In the data below, swap "pointer" for "locator" and reproduce every line with nothing else changed. Leave the pictures out of your answer.
----- Record excerpts -----
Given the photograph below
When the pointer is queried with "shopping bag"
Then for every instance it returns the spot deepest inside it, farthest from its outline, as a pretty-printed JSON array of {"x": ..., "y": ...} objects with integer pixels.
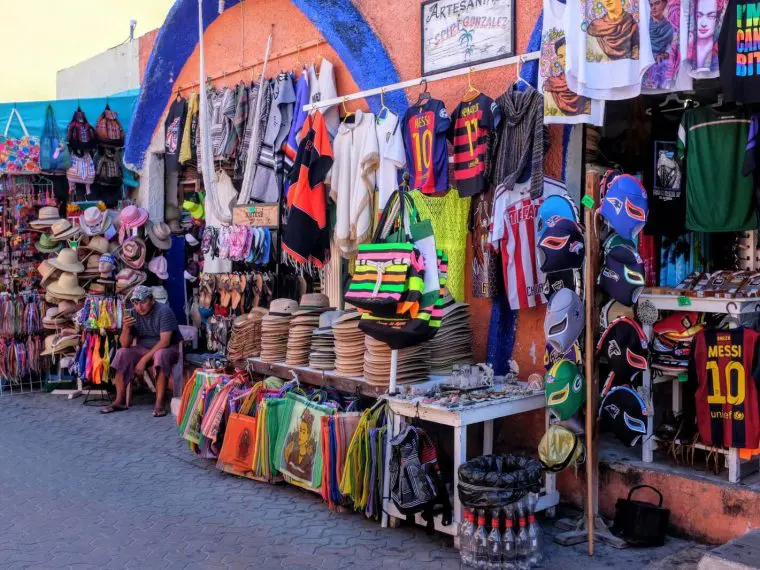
[
  {"x": 54, "y": 153},
  {"x": 19, "y": 155}
]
-----
▶ _Answer for this exercise_:
Given the photograph below
When the locator is queried with "shopping bag"
Then for every instance it returns the spot deepest inside it, farthest from its outline, as a pretty-printed JSON array of {"x": ..., "y": ...} objects with integer pixels.
[
  {"x": 54, "y": 153},
  {"x": 19, "y": 155}
]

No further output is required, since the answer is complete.